[START Records shown]

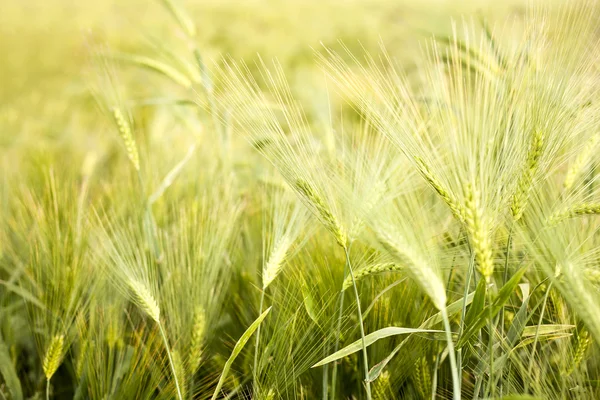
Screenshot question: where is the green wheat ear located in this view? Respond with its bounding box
[548,203,600,225]
[510,130,545,221]
[565,328,592,375]
[189,306,206,374]
[129,280,160,323]
[465,184,494,280]
[414,156,465,223]
[42,335,65,380]
[342,263,404,291]
[296,179,348,248]
[111,107,140,171]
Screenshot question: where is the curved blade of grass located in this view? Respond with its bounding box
[148,144,196,204]
[311,326,444,368]
[0,280,46,310]
[0,337,23,400]
[109,53,192,88]
[367,292,475,382]
[363,278,407,318]
[456,266,527,349]
[211,306,272,400]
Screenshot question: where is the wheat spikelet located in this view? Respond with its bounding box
[373,370,392,400]
[565,328,592,375]
[548,203,600,225]
[296,179,348,248]
[262,236,291,289]
[42,335,65,380]
[465,184,494,280]
[171,350,186,398]
[376,230,446,309]
[342,263,403,291]
[75,339,90,378]
[413,357,431,399]
[129,280,160,323]
[188,306,206,374]
[510,130,544,221]
[583,268,600,284]
[265,389,275,400]
[112,107,140,171]
[563,133,600,190]
[415,157,465,223]
[349,181,387,239]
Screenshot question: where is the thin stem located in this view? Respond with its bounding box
[482,284,495,398]
[330,247,348,399]
[499,225,513,398]
[344,248,371,400]
[157,322,183,400]
[440,307,461,400]
[322,343,329,400]
[431,345,442,400]
[456,244,475,387]
[525,282,553,393]
[252,288,265,385]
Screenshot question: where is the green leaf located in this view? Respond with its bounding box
[465,279,487,329]
[302,284,321,328]
[161,0,196,37]
[0,280,46,310]
[522,324,575,337]
[507,284,529,349]
[108,53,192,88]
[367,292,475,382]
[456,266,527,349]
[211,306,272,400]
[311,326,444,368]
[0,337,23,400]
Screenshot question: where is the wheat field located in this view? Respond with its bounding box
[0,0,600,400]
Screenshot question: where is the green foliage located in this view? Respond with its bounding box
[0,0,600,400]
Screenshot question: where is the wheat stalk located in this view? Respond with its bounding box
[111,107,140,171]
[188,306,206,374]
[342,263,404,292]
[563,133,600,191]
[565,328,592,376]
[510,130,545,221]
[42,335,65,380]
[548,203,600,225]
[376,230,446,310]
[128,279,160,324]
[465,184,494,280]
[262,236,291,290]
[414,156,465,223]
[295,179,348,248]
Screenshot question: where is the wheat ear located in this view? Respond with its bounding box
[548,203,600,225]
[342,263,404,292]
[129,280,160,324]
[415,157,465,223]
[510,130,544,221]
[465,184,494,280]
[296,179,348,248]
[188,306,206,374]
[42,335,65,380]
[376,231,446,310]
[565,328,592,375]
[111,107,140,171]
[564,133,600,191]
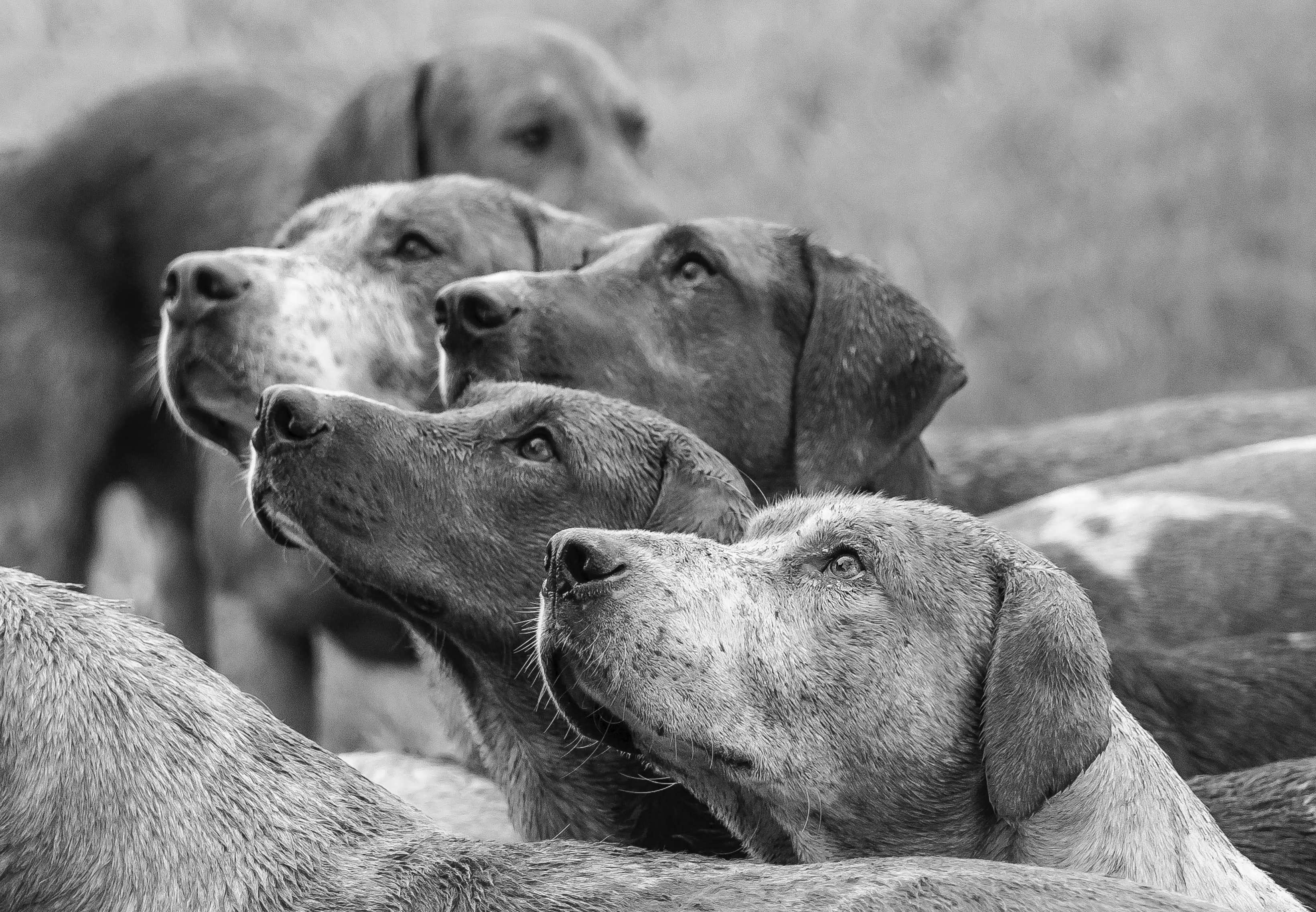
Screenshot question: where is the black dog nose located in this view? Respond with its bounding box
[549,529,627,595]
[251,384,333,451]
[160,253,251,326]
[434,282,521,346]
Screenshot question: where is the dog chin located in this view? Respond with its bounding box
[247,458,320,550]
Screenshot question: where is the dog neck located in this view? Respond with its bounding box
[992,699,1303,912]
[437,629,741,857]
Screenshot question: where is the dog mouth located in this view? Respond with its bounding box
[539,649,640,756]
[250,476,310,553]
[167,355,258,461]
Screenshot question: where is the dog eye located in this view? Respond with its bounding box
[675,251,716,284]
[393,232,438,259]
[512,124,553,155]
[824,551,863,579]
[516,431,558,462]
[617,111,649,150]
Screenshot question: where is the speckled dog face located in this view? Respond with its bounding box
[159,177,603,458]
[539,498,994,800]
[537,495,1111,861]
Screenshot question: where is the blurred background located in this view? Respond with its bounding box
[0,0,1316,605]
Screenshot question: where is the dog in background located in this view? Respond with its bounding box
[159,175,604,753]
[0,569,1213,912]
[0,16,659,668]
[537,495,1302,912]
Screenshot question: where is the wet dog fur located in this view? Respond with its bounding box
[0,22,659,668]
[0,569,1213,912]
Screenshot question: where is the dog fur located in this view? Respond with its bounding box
[537,495,1302,909]
[987,436,1316,646]
[437,218,965,498]
[1111,633,1316,774]
[923,388,1316,516]
[1188,757,1316,908]
[158,175,604,746]
[0,22,658,668]
[0,569,1232,912]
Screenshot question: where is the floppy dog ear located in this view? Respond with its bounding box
[516,193,610,272]
[795,241,966,495]
[980,546,1112,823]
[645,434,754,545]
[301,62,434,204]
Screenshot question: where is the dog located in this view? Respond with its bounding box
[436,227,1316,513]
[987,436,1316,646]
[535,495,1302,911]
[924,388,1316,516]
[436,218,965,498]
[0,16,659,668]
[158,175,604,750]
[1188,757,1316,908]
[251,384,1305,873]
[0,569,1232,912]
[249,384,751,854]
[1111,632,1316,774]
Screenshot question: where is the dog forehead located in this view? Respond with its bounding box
[744,494,896,544]
[283,183,408,248]
[379,174,512,226]
[450,382,659,446]
[459,20,638,105]
[580,224,671,272]
[687,216,793,270]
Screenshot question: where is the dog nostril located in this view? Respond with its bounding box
[457,292,513,332]
[270,400,329,441]
[192,266,251,301]
[160,270,179,301]
[558,541,627,586]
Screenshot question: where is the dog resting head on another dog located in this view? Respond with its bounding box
[538,495,1298,909]
[159,175,604,458]
[436,218,965,496]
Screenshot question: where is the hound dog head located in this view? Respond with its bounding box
[437,218,965,496]
[537,495,1112,861]
[304,22,662,227]
[159,175,603,458]
[241,383,750,853]
[250,383,750,684]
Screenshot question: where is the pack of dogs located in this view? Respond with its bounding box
[0,16,1316,912]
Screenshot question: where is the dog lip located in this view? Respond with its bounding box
[543,649,640,756]
[251,483,305,550]
[167,354,257,461]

[END Records shown]

## Task instructions
Retype, character for character, the stretch of the records from the line containing "Screenshot question: where is the wheat field" through the line containing "[295,179,348,248]", both ends included.

## Written reply
Screenshot question: where is the wheat field located in this view? Respond with its bounding box
[0,0,600,400]
Screenshot question: where is the green foliage located in this view? Respond with its bounding box
[0,0,600,400]
Screenshot question: where is the wheat stalk located in this view? Respond with its bounding box
[111,107,140,171]
[188,306,206,374]
[342,263,404,292]
[563,133,600,191]
[565,328,592,376]
[510,130,545,221]
[42,335,65,380]
[548,203,600,225]
[376,230,446,310]
[128,279,160,324]
[465,184,494,280]
[262,236,291,290]
[414,156,465,223]
[295,179,348,248]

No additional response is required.